Avanzada la década de 1930, Trotsky hacía un balance de la política stalinista en La revolución traicionada donde definía la dramática situación del arte en estos términos:
La vida del arte soviético es una especie de martirologio. Después del artículo consigna de Pravda en contra del “formalismo”, se inicia entre los escritores, los pintores, los directores teatrales, y aun los cantantes de ópera, una epidemia de humillantes retractaciones. Uno tras otro se arrepienten de sus propios pecados del pasado, absteniéndose, por lo demás –por si acaso– de precisar lo que es el “formalismo”. […] Los juicios literarios se revisan en unas cuantas semanas, los manuales son corregidos. Las calles cambian de nombre y se levantan monumentos porque Stalin ha hecho una observación elogiosa sobre Maiakovsky. La impresión que una ópera produce a los altos dignatarios se transforma en una directiva para los compositores [1].
El párrafo bien podría ser parte de la última novela de Julian Barnes El ruido del tiempo, al parecer titulada así en homenaje al poeta soviético Osip Mandelstam, uno de cuyos libros de memorias lleva como título una variante acústica: El rumor del tiempo, y arranca también en una estación de trenes (decimos al parecer porque Barnes no lo ha especificado en el apéndice del libro donde cita sus fuentes).
El libro de Barnes tiene como eje la vida de uno de los artistas que transitó la época revolucionaria, la consolidación del stalinismo y el proceso de desestalinización iniciado tras la muerte de Stalin: Shostakovich (1906-1975), el compositor y pianista genial que recibió del gobierno soviético tantas censuras y amenazas como premios y cargos, y que escapó de represalias mayores por una obra que no se ceñía a los parámetros del realismo socialista probablemente porque su fama mundial hizo que el stalinismo considerara mejor utilizarlo a su favor que liquidarlo.
Un artista desviado más
Narrada en una tercera persona que se confunde con la primera –ya que el relato se compone básicamente de las reflexiones del músico–, la novela atraviesa décadas convulsionadas en lo político, lo social y lo personal siguiendo a un Shostakovich que, sin moverse de lugar, “Había nacido en San Petersburgo, empezó a crecer en Petrogrado y terminó de crecer en Leningrado”.
Concentrado en su música (“el mundo se volvió comprensible para él” al sentarse al piano) más que interesado en las luchas políticas y los cambios sociales que abrió el proceso revolucionario, su vida no estará exenta de una serie de encontronazos con el régimen soviético que el narrador enumera como “Conversaciones con el Poder”. La idea de la “conversación” es irónica: el Poder es el que habla unilateralmente impartiendo directivas y amenazas; del lado del músico, la única respuesta posible parece ser la reflexión íntima que sobre el Poder va construyendo mientras acata para no poner en riesgo su vida y la de sus conocidos:
En los viejos tiempos, un niño podía pagar por los pecados de su padre o hasta de su madre. Hoy día, en la sociedad más avanzada de la tierra, los padres podían pagar por los pecados del hijo, junto con tíos, tías, primos, parientes políticos, suegros, cuñados, colegas, amigos, e incluso el hombre que sin pensarlo te sonreía al salir del ascensor a las tres de la madrugada. El sistema de castigos había mejorado enormemente y era mucho más inclusivo de lo que solía ser.

### Información proporcionada
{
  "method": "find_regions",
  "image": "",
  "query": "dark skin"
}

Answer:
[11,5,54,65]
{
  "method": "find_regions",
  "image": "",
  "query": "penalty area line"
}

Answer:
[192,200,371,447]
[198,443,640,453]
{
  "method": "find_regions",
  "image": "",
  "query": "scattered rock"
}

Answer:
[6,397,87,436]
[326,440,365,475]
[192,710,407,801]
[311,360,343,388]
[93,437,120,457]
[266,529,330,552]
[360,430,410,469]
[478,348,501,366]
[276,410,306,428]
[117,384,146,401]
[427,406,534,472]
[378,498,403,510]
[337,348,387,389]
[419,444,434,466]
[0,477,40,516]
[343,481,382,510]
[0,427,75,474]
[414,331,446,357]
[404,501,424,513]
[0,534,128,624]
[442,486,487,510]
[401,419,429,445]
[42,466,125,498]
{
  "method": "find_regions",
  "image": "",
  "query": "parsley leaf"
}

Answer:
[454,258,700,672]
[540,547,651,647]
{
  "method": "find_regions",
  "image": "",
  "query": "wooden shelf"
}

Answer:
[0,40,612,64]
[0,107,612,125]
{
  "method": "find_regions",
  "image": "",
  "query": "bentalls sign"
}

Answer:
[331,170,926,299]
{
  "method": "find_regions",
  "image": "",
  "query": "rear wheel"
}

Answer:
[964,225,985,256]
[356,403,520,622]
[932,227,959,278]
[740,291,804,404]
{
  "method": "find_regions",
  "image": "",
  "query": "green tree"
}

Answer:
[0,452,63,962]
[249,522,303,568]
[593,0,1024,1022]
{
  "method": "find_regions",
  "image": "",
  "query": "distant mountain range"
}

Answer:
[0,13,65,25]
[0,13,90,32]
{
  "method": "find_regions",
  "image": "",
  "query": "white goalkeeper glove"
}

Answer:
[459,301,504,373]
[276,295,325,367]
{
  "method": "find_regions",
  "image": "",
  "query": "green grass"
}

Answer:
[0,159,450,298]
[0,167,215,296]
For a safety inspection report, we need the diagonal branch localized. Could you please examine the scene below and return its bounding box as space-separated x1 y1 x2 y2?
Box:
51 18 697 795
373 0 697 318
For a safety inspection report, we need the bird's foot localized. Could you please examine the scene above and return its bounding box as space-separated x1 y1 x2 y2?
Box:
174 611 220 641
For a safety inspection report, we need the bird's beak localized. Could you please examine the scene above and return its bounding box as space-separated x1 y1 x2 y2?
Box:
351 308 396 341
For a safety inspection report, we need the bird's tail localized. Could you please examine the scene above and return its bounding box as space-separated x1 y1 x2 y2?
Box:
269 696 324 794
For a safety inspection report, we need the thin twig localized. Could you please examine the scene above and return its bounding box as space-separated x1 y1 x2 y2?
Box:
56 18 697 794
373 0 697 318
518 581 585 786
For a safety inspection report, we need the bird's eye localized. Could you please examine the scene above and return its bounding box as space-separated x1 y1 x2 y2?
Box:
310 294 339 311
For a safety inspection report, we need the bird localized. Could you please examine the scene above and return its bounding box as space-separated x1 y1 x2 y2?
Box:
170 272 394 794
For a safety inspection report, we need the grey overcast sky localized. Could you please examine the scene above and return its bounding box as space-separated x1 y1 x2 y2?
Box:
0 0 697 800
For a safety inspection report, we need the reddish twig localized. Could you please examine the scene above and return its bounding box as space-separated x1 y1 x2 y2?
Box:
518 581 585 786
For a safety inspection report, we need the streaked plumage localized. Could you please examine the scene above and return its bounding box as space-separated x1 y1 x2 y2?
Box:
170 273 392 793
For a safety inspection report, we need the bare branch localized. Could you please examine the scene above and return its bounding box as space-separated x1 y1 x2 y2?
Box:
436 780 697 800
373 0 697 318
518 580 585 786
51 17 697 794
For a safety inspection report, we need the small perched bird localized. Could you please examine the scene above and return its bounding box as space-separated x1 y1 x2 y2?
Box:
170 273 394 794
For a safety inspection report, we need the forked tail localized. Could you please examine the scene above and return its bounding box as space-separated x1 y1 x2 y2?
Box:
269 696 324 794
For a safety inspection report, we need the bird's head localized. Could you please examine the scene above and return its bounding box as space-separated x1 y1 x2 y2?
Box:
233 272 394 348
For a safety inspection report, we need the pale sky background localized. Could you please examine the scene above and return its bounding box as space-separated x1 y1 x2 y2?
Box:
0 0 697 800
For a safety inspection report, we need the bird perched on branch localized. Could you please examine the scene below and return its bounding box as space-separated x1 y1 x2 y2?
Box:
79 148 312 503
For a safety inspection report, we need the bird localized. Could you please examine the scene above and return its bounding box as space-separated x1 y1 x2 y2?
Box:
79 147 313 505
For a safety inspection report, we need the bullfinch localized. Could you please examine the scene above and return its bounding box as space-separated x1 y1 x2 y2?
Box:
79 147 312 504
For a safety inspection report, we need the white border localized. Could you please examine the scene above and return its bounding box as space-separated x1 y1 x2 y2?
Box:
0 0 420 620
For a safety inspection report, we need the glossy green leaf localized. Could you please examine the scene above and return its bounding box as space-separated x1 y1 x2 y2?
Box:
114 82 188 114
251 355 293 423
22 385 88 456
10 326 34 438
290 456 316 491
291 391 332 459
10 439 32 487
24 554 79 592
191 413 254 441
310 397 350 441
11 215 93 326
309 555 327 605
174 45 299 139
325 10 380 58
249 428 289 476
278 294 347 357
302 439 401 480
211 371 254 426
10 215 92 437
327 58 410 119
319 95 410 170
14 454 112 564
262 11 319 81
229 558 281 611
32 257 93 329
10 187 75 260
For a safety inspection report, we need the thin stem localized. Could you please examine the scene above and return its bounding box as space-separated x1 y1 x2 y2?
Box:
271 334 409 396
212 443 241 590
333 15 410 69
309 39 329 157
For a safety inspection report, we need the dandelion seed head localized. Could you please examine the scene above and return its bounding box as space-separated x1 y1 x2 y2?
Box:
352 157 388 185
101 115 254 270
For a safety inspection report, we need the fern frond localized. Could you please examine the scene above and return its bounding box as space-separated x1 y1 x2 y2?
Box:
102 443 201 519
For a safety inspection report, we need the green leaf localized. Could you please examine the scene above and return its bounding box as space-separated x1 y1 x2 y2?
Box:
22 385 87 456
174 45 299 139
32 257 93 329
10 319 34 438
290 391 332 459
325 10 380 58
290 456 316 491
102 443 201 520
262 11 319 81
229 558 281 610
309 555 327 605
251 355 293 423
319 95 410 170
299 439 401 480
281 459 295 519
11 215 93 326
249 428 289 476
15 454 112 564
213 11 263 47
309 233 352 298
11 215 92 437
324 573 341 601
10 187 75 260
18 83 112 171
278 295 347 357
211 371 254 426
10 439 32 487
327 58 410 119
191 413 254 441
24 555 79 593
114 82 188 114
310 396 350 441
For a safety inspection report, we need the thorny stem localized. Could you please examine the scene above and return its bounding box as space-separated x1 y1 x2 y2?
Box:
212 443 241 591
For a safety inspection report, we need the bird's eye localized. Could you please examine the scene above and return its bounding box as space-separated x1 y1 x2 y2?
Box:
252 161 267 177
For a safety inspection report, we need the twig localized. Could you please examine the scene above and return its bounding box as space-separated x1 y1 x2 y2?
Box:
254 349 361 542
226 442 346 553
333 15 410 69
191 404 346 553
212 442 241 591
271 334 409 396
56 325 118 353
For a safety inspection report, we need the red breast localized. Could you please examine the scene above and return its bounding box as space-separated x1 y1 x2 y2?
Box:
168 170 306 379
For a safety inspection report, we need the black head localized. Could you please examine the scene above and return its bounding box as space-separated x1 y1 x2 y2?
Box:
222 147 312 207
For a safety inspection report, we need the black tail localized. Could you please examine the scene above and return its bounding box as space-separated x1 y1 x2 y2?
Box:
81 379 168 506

### Lo que se pide
**1.** Responde estas preguntas sobre el fragmento:
(a) ¿Qué libro de Trotsky se cita al comienzo?
(b) ¿Entre qué años vivió Shostakovich?
(c) ¿Con qué nombre enumera el narrador los encontronazos del músico con el régimen soviético?
**2.** Extrae sin cambios el pasaje del fragmento que va de "El párrafo bien" a "cita sus fuentes).", ambos incluidos.

### Respuestas por tarea
**1.**
(a) La revolución traicionada.
(b) Entre 1906 y 1975.
(c) "Conversaciones con el Poder".

**2.**
El párrafo bien podría ser parte de la última novela de Julian Barnes El ruido del tiempo, al parecer titulada así en homenaje al poeta soviético Osip Mandelstam, uno de cuyos libros de memorias lleva como título una variante acústica: El rumor del tiempo, y arranca también en una estación de trenes (decimos al parecer porque Barnes no lo ha especificado en el apéndice del libro donde cita sus fuentes).